__Exercise goal__
Transcribe the tail of the listing: start at the line containing "Point to the lips." and stop after the last line, keeping every character as is and adding nothing.

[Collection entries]
──────────

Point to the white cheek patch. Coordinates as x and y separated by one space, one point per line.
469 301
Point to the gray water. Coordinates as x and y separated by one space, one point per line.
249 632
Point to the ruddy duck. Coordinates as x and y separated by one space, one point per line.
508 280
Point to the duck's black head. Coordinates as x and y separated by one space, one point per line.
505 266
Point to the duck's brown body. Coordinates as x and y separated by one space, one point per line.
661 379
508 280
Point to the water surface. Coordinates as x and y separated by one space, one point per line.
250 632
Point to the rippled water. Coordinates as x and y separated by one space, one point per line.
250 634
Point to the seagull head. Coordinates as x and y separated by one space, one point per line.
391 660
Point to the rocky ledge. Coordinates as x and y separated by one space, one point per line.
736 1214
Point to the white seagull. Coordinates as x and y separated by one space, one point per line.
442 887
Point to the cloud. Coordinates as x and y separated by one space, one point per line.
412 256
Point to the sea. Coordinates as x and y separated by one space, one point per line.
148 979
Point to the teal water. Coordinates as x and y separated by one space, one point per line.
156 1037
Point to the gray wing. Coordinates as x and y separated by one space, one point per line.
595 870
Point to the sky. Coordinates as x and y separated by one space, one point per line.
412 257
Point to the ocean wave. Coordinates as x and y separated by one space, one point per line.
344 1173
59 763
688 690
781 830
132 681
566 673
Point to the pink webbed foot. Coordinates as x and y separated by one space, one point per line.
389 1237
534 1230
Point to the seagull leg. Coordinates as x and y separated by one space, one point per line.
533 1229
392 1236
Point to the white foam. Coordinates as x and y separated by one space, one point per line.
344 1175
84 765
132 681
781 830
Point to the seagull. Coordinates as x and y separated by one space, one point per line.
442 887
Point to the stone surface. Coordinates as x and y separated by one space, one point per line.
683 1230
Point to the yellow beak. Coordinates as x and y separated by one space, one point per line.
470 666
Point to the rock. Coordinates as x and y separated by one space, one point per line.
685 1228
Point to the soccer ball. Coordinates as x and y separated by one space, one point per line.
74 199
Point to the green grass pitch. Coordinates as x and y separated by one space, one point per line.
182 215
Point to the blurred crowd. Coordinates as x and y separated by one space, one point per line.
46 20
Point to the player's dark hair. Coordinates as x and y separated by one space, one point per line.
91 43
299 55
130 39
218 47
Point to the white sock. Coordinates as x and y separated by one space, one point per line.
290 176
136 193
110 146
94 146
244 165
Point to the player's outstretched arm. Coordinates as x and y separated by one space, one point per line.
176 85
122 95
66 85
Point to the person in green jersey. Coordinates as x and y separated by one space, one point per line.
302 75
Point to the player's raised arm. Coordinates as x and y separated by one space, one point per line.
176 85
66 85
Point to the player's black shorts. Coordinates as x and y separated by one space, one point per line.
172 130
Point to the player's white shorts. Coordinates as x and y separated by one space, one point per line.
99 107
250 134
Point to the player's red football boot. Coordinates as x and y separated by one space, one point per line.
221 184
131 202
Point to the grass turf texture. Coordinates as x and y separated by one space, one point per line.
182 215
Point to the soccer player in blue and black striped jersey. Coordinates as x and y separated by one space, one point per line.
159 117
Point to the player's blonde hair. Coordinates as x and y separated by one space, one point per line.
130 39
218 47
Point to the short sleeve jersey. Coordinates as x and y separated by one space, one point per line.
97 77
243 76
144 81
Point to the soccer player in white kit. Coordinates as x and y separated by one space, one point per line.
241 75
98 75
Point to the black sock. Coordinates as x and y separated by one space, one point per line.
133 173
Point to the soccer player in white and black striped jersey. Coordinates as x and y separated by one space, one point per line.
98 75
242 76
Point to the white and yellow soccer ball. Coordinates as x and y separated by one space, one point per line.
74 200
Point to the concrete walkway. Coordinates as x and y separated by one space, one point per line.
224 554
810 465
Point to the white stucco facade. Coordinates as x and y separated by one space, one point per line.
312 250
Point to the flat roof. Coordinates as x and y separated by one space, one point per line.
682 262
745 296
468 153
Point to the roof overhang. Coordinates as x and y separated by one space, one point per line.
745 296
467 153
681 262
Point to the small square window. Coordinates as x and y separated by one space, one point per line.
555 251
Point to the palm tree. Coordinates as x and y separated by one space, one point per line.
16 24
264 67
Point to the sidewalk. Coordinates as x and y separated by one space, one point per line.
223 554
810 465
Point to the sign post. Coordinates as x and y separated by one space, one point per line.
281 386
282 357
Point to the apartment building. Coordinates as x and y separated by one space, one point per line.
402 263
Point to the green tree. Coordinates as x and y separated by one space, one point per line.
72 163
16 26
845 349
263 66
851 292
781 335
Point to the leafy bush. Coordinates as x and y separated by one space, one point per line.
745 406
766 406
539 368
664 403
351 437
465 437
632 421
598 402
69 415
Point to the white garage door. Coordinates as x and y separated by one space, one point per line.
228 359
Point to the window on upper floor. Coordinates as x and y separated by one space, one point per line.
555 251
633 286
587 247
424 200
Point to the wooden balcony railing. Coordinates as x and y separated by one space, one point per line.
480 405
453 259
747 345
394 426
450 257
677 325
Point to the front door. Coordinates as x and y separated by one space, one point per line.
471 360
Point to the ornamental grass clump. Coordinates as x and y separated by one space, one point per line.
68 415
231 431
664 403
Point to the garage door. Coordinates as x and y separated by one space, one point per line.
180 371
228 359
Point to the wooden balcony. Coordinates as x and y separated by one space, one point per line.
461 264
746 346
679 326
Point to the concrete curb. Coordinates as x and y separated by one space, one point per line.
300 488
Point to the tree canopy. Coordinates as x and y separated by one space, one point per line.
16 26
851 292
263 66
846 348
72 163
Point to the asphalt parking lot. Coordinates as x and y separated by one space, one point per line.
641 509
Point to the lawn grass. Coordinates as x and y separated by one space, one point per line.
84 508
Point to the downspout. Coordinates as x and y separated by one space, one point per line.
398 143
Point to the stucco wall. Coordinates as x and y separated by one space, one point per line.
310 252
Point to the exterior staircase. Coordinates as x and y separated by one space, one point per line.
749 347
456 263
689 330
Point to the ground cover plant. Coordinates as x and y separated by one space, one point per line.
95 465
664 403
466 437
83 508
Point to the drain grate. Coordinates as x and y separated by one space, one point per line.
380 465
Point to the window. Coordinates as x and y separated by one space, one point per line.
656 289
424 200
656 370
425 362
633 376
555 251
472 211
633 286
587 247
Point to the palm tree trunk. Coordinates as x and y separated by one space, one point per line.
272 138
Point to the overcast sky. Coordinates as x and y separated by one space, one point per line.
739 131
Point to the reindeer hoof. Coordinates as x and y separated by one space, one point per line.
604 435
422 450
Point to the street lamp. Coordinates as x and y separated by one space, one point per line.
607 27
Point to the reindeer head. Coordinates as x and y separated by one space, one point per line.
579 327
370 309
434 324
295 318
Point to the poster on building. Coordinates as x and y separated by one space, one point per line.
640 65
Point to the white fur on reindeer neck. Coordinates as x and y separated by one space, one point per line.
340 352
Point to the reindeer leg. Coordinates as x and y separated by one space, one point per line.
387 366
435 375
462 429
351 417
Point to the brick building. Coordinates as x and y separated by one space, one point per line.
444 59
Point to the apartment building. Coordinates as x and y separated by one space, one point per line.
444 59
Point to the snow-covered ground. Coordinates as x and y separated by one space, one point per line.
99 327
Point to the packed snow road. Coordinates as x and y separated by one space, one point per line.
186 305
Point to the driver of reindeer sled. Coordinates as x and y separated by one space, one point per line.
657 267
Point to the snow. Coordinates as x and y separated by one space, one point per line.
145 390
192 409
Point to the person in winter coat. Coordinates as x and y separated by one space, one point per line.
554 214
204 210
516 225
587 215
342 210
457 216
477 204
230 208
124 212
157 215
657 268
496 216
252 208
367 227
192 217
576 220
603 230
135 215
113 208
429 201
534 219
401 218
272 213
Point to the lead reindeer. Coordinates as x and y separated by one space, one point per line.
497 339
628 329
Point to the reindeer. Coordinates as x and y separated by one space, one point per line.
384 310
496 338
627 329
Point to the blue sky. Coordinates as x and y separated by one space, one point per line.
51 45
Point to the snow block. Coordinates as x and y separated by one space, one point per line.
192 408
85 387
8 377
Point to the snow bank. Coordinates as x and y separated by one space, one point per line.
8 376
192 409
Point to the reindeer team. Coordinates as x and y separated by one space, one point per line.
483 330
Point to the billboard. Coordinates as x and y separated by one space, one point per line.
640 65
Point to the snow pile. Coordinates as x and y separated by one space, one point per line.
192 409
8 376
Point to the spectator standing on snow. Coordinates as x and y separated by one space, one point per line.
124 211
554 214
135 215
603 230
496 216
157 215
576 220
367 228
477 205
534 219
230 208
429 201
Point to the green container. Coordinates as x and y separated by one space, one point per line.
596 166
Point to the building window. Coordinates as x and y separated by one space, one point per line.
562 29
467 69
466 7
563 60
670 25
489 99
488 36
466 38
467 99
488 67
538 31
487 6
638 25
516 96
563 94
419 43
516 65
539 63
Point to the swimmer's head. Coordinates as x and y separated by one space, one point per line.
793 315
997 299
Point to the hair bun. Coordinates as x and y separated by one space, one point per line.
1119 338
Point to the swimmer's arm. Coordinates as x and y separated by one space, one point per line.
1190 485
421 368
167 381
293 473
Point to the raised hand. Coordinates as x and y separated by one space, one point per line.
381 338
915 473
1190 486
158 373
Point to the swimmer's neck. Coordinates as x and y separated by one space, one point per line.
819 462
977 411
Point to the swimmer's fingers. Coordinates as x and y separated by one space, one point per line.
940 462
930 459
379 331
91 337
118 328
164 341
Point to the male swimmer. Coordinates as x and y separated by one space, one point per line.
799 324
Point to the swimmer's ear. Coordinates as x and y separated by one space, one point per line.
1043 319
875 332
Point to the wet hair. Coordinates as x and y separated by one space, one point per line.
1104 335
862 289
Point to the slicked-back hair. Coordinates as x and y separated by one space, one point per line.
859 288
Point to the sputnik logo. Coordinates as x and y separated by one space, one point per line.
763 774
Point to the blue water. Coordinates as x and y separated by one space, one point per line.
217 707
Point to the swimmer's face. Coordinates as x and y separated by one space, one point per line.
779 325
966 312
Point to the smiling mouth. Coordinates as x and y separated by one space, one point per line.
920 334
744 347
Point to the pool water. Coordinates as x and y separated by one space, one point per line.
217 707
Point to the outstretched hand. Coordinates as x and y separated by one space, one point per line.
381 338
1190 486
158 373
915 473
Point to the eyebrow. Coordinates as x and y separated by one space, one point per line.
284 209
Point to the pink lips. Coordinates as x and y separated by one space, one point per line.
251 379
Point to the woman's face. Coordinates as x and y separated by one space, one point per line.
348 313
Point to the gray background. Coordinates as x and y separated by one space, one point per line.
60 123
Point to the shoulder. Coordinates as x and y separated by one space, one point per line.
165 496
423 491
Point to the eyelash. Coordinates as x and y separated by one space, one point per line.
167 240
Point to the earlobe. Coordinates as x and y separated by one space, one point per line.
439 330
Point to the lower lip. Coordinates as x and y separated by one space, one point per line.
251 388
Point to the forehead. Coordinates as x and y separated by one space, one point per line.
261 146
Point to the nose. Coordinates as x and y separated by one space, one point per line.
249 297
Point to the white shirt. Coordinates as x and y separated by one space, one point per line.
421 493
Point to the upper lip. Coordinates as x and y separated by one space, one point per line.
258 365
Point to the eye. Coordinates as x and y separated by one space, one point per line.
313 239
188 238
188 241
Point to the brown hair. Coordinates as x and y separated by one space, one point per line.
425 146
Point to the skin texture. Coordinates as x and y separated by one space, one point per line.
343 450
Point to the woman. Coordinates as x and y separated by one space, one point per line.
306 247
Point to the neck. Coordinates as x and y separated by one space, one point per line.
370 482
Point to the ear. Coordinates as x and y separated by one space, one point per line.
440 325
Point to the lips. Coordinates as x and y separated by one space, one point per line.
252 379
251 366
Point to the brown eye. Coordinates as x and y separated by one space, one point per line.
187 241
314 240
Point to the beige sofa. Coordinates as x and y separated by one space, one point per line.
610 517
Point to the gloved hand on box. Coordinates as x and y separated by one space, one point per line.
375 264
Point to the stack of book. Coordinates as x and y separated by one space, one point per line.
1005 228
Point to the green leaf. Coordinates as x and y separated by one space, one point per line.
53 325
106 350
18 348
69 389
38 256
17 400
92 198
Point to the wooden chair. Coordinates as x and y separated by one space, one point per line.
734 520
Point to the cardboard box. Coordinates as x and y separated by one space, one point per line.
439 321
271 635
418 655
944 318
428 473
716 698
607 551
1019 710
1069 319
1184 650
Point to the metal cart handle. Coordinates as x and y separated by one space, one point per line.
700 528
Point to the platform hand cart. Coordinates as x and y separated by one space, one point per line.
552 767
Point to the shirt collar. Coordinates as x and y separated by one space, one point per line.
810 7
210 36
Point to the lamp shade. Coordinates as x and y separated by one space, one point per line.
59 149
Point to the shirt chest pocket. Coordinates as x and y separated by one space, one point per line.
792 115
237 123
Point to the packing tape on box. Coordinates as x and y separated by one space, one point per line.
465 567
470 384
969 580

──────────

__Output for this task__
Point to the lips. Coordinates as x and y separated by one space, one point per line.
252 379
251 366
Point to the brown eye. Coordinates as x and y separated by one space, one point per line.
187 241
314 240
Point to the beige sofa. Coordinates as x and y separated by one space, one point per line.
610 517
Point to the gloved hand on box. Coordinates as x and y separated by one space, one point per line.
375 264
Point to the stack of book. Coordinates as x and y separated by one space, one point per line.
1005 228
Point to the green leaf. Coordinates as x and y separated by one space, one point per line.
53 325
106 350
18 348
69 389
38 256
17 400
92 198
Point to the wooden chair. Coordinates as x and y separated by one space, one point per line.
734 520
Point to the cardboard box. Coordinates as x and y separated by one space, one point per line.
439 321
271 635
418 655
944 318
428 473
716 698
607 551
1019 710
1069 319
1184 650
Point to the metal cart handle. Coordinates as x and y separated by one space, one point per line.
700 528
Point to the platform hand cart. Coordinates as x and y separated by one space, one point per line.
552 767
Point to the shirt collar. Coordinates as x and y separated by one space, one point per line.
810 7
210 36
Point to the lamp shade. Coordinates as x and y separated by one space, one point per line.
59 149
Point to the shirt chest pocket. Coordinates as x and y separated by one space, one point per line.
792 115
237 123
Point to the packing tape on box. Coordinates as x and y separated by one space, one point per line.
465 567
470 384
969 580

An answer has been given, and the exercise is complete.